### Exercise brief
Turn the lines of the items below into a numbered list, starting at the line containing "of the mountain" and ending at the line containing "x=104, y=26", with both of those lines included and any blank lines left out.

[Excerpts from a pointing dataset]
========================================================================

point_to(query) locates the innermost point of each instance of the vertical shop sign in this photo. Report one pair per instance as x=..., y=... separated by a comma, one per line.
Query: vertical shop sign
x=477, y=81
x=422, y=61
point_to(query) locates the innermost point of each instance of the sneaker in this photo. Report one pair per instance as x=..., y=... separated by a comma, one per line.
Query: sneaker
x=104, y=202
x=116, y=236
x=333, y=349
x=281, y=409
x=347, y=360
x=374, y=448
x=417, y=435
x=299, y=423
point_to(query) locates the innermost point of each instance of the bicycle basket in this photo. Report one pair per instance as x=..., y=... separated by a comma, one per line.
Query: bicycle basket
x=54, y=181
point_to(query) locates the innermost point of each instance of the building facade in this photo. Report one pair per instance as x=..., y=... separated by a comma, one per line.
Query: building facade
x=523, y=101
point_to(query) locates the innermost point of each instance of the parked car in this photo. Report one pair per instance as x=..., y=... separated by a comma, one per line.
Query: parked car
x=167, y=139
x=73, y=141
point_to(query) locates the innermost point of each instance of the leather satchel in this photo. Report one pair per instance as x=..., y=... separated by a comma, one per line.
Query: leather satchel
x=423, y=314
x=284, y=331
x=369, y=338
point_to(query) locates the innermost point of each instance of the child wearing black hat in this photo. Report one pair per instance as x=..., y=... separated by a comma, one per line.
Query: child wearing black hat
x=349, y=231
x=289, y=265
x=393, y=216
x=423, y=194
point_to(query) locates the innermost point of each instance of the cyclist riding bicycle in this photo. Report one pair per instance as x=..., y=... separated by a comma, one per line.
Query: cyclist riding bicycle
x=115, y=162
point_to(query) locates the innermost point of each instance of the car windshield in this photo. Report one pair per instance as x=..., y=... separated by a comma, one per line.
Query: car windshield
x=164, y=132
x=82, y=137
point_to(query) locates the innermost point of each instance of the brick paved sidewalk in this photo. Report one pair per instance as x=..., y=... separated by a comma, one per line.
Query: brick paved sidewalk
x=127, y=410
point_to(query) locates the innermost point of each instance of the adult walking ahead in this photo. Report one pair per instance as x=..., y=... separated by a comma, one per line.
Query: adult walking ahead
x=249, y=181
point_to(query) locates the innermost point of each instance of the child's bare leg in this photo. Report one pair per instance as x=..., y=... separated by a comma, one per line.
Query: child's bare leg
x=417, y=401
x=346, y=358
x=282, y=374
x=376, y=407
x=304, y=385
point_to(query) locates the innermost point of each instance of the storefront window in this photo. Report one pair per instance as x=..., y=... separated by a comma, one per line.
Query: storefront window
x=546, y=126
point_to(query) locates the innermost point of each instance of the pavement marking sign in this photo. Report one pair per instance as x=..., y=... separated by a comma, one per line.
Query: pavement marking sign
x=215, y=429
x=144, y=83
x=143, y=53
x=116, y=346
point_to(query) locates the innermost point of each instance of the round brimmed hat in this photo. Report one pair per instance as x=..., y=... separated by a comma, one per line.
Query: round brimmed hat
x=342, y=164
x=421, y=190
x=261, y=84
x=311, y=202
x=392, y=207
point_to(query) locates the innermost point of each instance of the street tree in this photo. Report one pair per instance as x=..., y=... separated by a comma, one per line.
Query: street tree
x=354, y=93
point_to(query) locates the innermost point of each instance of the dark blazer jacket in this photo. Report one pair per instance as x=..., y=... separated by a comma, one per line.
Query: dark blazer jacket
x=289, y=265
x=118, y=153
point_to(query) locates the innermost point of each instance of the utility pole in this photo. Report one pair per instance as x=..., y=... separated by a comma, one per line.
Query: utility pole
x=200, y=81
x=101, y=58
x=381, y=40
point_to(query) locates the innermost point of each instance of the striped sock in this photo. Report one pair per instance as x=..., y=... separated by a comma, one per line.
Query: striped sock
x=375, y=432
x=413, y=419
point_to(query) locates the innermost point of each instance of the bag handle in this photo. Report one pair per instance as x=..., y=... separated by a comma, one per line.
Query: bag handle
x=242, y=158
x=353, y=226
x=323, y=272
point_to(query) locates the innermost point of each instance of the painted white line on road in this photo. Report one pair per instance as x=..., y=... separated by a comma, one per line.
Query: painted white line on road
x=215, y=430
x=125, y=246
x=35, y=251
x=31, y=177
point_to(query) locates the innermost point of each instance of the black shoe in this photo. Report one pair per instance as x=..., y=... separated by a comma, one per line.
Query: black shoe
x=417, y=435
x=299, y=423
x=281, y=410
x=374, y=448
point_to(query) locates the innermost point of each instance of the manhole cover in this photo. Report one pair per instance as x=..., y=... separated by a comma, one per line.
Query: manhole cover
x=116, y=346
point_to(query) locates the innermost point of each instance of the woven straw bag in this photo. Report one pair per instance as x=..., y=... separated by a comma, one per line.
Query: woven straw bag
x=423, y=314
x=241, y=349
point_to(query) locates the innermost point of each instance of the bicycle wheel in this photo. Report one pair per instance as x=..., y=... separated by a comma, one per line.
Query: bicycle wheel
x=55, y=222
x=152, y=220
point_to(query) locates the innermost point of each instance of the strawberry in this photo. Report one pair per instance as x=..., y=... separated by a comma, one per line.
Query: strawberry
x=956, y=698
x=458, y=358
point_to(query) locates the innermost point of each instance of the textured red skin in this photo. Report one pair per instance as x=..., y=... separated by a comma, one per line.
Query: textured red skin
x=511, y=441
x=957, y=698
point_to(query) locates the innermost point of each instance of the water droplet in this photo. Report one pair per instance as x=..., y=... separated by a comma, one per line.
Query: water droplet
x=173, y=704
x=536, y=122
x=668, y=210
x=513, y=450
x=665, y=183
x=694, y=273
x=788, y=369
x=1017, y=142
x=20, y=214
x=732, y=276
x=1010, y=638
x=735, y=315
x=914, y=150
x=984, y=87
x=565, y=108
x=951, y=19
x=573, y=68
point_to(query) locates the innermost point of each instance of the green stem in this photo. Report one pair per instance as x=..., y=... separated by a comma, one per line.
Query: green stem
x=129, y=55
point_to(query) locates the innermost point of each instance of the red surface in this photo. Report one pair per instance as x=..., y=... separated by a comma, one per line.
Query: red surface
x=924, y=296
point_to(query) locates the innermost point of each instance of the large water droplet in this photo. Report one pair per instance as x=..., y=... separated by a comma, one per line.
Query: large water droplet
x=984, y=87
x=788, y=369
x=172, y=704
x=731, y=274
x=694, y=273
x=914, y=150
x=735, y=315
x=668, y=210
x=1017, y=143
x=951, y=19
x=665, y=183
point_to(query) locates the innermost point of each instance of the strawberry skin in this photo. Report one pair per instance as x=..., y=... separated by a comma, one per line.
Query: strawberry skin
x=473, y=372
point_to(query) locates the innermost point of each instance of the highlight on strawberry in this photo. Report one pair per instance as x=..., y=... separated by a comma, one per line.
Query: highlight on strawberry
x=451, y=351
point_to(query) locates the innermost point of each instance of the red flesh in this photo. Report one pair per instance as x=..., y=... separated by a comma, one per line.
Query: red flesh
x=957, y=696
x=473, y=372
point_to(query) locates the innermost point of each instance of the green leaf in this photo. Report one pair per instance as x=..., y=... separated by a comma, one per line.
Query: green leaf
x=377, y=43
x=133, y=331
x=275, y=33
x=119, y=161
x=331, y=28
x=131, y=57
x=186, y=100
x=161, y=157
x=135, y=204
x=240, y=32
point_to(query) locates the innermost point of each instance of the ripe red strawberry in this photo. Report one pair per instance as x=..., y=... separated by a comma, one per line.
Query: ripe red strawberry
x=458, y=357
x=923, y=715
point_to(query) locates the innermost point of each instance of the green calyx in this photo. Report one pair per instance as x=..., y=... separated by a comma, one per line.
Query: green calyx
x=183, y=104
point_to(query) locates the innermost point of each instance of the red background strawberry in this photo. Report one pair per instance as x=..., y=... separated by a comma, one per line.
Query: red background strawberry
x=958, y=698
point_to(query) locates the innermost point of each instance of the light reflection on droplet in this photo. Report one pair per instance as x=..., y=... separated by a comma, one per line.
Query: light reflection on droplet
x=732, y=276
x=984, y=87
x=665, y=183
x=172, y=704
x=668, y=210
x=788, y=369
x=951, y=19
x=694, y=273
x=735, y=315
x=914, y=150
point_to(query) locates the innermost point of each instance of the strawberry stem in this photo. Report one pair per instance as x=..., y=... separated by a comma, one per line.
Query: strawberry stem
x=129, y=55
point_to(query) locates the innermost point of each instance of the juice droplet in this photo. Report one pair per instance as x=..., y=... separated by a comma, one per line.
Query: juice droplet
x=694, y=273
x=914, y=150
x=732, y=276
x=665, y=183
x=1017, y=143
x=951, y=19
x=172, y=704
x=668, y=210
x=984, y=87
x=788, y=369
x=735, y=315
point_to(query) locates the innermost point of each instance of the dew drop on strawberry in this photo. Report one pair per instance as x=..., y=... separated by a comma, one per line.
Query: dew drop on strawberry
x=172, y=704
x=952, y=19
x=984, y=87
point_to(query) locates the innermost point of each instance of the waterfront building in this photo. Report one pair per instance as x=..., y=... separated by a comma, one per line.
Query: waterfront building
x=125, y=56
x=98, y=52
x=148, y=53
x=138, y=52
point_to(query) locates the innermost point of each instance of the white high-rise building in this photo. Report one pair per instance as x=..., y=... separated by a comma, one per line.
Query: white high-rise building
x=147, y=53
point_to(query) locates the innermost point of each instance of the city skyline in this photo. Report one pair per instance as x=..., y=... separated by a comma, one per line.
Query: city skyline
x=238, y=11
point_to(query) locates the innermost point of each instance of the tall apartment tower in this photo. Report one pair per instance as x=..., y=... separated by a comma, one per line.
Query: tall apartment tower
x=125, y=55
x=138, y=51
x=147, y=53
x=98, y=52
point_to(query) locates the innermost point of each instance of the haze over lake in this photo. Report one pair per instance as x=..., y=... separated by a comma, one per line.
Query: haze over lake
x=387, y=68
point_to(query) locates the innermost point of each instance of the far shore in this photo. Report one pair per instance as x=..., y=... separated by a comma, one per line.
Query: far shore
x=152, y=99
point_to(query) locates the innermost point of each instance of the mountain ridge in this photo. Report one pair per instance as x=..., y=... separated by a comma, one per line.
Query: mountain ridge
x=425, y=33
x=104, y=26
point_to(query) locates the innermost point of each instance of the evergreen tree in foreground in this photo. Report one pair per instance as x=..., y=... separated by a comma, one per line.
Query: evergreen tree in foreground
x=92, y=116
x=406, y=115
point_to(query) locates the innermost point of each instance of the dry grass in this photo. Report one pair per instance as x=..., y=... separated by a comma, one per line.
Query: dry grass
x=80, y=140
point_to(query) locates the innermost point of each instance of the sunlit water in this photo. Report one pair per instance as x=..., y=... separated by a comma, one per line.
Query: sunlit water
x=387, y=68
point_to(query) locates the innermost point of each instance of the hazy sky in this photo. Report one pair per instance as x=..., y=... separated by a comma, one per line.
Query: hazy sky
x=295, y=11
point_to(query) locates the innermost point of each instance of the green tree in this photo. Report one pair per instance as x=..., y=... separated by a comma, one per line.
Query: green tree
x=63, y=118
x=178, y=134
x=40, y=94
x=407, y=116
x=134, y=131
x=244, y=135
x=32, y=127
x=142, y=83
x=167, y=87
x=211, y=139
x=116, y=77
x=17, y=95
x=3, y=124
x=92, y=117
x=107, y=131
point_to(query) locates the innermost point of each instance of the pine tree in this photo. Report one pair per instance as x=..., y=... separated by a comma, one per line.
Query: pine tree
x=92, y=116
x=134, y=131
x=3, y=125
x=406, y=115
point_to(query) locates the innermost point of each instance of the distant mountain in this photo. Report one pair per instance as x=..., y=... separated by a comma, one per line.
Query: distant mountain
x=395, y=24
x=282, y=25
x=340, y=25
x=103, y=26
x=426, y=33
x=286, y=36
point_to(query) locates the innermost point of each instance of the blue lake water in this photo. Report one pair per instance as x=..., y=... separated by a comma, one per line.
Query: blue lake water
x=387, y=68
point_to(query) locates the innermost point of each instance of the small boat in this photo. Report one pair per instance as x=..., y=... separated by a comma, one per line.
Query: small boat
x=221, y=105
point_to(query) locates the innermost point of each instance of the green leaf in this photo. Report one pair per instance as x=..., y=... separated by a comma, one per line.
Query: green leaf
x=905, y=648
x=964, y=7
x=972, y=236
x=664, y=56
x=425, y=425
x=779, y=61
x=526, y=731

========================================================================

### Full solution
1. point_to(query) locates the innermost point of each instance of the mountain ridge in this photo. Report one pair per instance as x=..., y=... separated by a comma, one per line.
2. Query: mountain ridge
3. x=425, y=33
4. x=104, y=26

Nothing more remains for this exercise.